Action item :: Could you please reproduce all the records below exactly, leaving out the images?

The data ::
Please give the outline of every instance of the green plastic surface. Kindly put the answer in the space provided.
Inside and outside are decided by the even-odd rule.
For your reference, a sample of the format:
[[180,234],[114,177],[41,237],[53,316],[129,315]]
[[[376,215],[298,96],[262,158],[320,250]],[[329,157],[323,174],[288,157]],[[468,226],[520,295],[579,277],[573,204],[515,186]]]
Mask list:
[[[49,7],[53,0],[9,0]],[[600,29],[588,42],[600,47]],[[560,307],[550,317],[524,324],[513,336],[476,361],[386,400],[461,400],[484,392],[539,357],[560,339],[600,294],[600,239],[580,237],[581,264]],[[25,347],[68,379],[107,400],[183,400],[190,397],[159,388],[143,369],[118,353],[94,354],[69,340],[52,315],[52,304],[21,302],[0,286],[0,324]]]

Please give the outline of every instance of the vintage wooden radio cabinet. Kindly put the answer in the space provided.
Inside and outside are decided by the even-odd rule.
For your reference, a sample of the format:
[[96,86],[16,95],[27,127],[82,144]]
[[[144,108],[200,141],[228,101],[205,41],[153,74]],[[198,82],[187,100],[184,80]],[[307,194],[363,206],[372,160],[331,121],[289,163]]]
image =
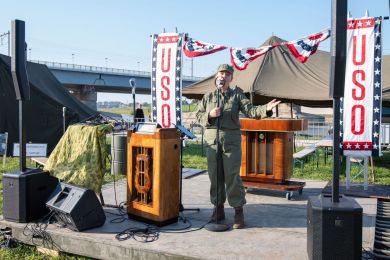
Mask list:
[[179,216],[180,134],[175,128],[128,133],[130,218],[158,226]]
[[240,176],[246,187],[301,190],[288,179],[293,171],[294,131],[307,129],[304,119],[241,119]]

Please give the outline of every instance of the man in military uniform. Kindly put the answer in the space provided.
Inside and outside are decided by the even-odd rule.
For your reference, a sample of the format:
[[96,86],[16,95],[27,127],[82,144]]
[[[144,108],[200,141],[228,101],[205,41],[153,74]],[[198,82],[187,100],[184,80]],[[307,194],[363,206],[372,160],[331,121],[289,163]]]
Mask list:
[[[243,205],[246,200],[245,189],[240,177],[241,130],[239,112],[241,111],[250,118],[265,118],[272,115],[272,109],[280,101],[274,99],[264,106],[253,106],[242,91],[238,90],[237,87],[229,86],[233,80],[233,72],[233,67],[228,64],[221,64],[218,67],[215,76],[217,88],[203,96],[196,112],[196,118],[205,128],[204,139],[208,146],[207,167],[211,182],[210,200],[214,205],[211,221],[217,221],[217,216],[218,221],[225,219],[224,203],[227,195],[229,205],[235,209],[233,228],[243,228]],[[218,88],[220,89],[220,107],[217,106]],[[220,125],[219,140],[216,140],[217,118],[219,118]],[[219,145],[219,155],[216,152],[217,145]],[[218,178],[217,163],[220,164]]]

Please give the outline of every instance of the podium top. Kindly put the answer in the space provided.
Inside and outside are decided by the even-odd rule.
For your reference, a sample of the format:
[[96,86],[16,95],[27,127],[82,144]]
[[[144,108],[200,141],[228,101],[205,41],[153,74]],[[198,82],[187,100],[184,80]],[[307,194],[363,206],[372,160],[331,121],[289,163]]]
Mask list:
[[240,119],[243,131],[294,132],[308,127],[307,119]]

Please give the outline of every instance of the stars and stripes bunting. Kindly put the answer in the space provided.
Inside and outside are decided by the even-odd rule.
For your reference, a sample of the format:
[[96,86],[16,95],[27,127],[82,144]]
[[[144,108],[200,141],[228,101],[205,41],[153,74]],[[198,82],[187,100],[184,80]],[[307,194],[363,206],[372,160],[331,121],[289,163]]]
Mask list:
[[267,53],[274,46],[263,46],[260,48],[230,48],[230,62],[238,70],[244,70],[248,64]]
[[183,51],[189,58],[208,55],[226,49],[223,45],[201,42],[189,38],[183,45]]
[[305,63],[310,55],[313,55],[321,42],[330,37],[330,30],[319,32],[304,39],[290,41],[286,43],[286,46],[290,50],[291,54],[301,63]]
[[[325,41],[330,36],[330,30],[324,30],[319,33],[301,38],[299,40],[276,43],[270,46],[262,46],[259,48],[230,48],[231,64],[238,70],[244,70],[248,64],[254,59],[266,54],[275,47],[286,45],[292,55],[301,63],[305,63],[310,55],[313,55],[319,44]],[[188,38],[183,45],[183,52],[189,58],[208,55],[218,51],[222,51],[227,47],[213,43],[207,43],[199,40]]]

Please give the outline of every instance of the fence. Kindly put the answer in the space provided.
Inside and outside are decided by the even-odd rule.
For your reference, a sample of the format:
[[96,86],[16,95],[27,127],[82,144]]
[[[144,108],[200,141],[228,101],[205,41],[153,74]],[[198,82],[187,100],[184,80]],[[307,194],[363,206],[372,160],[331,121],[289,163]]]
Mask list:
[[[61,70],[74,70],[74,71],[87,71],[87,72],[102,72],[106,74],[115,74],[115,75],[125,75],[125,76],[144,76],[150,77],[149,71],[140,71],[140,70],[127,70],[127,69],[117,69],[117,68],[108,68],[108,67],[98,67],[98,66],[89,66],[89,65],[77,65],[69,64],[62,62],[52,62],[52,61],[41,61],[41,60],[32,60],[32,62],[44,64],[51,69],[61,69]],[[203,77],[194,77],[194,76],[182,76],[184,80],[199,81]]]

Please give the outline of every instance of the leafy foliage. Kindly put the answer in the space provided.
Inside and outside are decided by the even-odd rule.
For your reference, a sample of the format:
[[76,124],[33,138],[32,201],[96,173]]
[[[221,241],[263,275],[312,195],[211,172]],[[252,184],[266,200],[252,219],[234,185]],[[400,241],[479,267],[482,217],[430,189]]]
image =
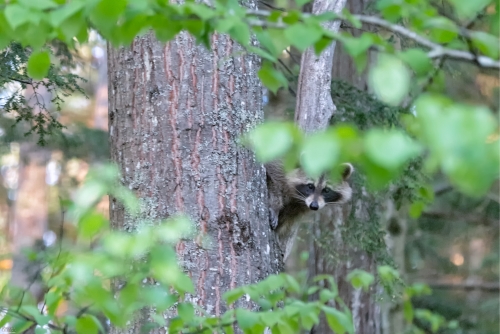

Solution for this task ::
Please give the outline of every instance of the green plastic surface. Kindly put the answer in the space provided.
Inside and outside are decided by the even-odd rule.
For your reference, a sample of the format:
[[180,234],[114,177],[41,237],[53,316],[129,315]]
[[[376,215],[298,96],[262,158],[320,250]],[[329,157],[323,174],[288,157]],[[468,226],[520,295],[579,277],[573,204],[515,186]]]
Mask list:
[[[49,7],[53,0],[9,0]],[[600,29],[588,42],[600,47]],[[560,307],[550,317],[524,324],[513,336],[476,361],[386,400],[461,400],[484,392],[539,357],[560,339],[600,294],[600,239],[580,237],[581,264]],[[25,347],[68,379],[107,400],[183,400],[190,397],[159,388],[143,369],[118,353],[94,354],[69,340],[52,315],[52,304],[21,302],[0,286],[0,324]]]

Please give the outline of every instance of the vintage wooden radio cabinet. Kindly put the answer in the space provided.
Inside and outside are decided by the even-odd rule.
For your reference, a sample of the format:
[[96,86],[16,95],[27,127],[82,144]]
[[[144,108],[200,141],[228,101],[205,41],[153,74]],[[198,82],[187,100],[184,80]],[[307,194],[363,206],[372,160],[331,121],[289,163]]]
image =
Mask list:
[[179,216],[180,134],[175,128],[128,133],[130,218],[158,226]]
[[240,176],[246,187],[301,190],[288,179],[293,171],[294,131],[307,129],[304,119],[241,119]]

Please give the outline of every instance of the man in military uniform. Kindly put the answer in the space provided.
Inside and outside are decided by the even-odd rule.
For your reference, a sample of the format:
[[96,86],[16,95],[27,127],[82,144]]
[[[144,108],[200,141],[228,101],[205,41],[153,74]],[[198,82],[187,100],[184,80]],[[307,194],[363,206],[372,160],[331,121],[289,163]]]
Mask list:
[[[243,205],[246,200],[245,189],[240,177],[241,130],[239,112],[241,111],[250,118],[265,118],[272,115],[272,109],[280,101],[274,99],[264,106],[253,106],[242,91],[238,90],[237,87],[229,86],[233,80],[233,72],[233,67],[228,64],[221,64],[218,67],[215,76],[217,88],[203,96],[196,112],[196,118],[205,128],[204,139],[208,146],[207,167],[211,182],[210,200],[214,205],[211,221],[217,221],[217,216],[218,221],[225,219],[224,203],[227,195],[229,205],[235,209],[233,228],[243,228]],[[218,88],[220,89],[220,107],[217,106]],[[220,125],[219,140],[216,140],[217,118],[219,118]],[[219,145],[219,155],[216,152],[217,145]],[[218,178],[217,163],[220,164]]]

Please give the outline of every instance of the podium top. Kindly put the answer in the space provided.
Inside and outside are decided by the even-odd rule.
For your reference, a sample of the format:
[[96,86],[16,95],[27,127],[82,144]]
[[[144,108],[200,141],[228,101],[205,41],[153,74]],[[198,82],[187,100],[184,80]],[[307,194],[363,206],[372,160],[331,121],[289,163]]]
Mask list:
[[240,119],[243,131],[294,132],[308,127],[307,119]]

Please give the outline of every instance of the stars and stripes bunting. Kindly put the answer in the space provided.
Inside and outside are decided by the even-odd rule.
For your reference, a sample of the format:
[[96,86],[16,95],[27,127],[82,144]]
[[[144,108],[200,141],[228,101],[205,41],[153,74]],[[198,82],[187,100],[184,80]],[[307,194],[363,206],[372,160],[331,121],[289,163]]]
Mask list:
[[267,53],[274,46],[263,46],[260,48],[230,48],[230,62],[238,70],[244,70],[248,64]]
[[183,51],[189,58],[208,55],[226,49],[223,45],[201,42],[189,38],[183,45]]
[[305,63],[310,55],[313,55],[321,42],[330,37],[330,30],[319,32],[304,39],[290,41],[286,43],[286,46],[290,50],[291,54],[301,63]]
[[[325,41],[330,36],[330,30],[324,30],[319,33],[301,38],[299,40],[276,43],[270,46],[262,46],[259,48],[230,48],[231,64],[238,70],[244,70],[248,64],[254,59],[266,54],[275,47],[286,45],[292,55],[301,63],[305,63],[310,55],[313,55],[319,44]],[[188,38],[183,45],[183,52],[189,58],[208,55],[218,51],[222,51],[227,47],[213,43],[207,43],[199,40]]]

Please give the outline of every instance of the fence. Kindly put the answer in the space provided.
Inside and outside are decided by the even-odd rule.
For your reference, a sample of the format:
[[96,86],[16,95],[27,127],[82,144]]
[[[144,108],[200,141],[228,101],[205,41],[153,74]],[[198,82],[187,100],[184,80]],[[307,194],[363,206],[372,160],[331,121],[289,163]]]
Mask list:
[[[61,70],[74,70],[74,71],[87,71],[87,72],[102,72],[106,74],[115,74],[115,75],[125,75],[125,76],[144,76],[150,77],[149,71],[140,71],[140,70],[127,70],[127,69],[117,69],[117,68],[108,68],[108,67],[98,67],[98,66],[89,66],[89,65],[77,65],[69,64],[62,62],[52,62],[52,61],[41,61],[41,60],[32,60],[32,62],[44,64],[51,69],[61,69]],[[203,77],[194,77],[194,76],[182,76],[184,80],[199,81]]]

Please give the outline of every instance of the leafy foliage. Kindly put the answer in the space provided.
Inside and outside are decided by the even-odd rule.
For your reference, a sample of the format:
[[76,124],[33,138],[32,201],[96,173]]
[[[221,241],[263,275],[312,195],[211,172]],[[252,184],[266,200],[252,219],[234,185]],[[400,241],[479,267],[482,217],[430,189]]]
image =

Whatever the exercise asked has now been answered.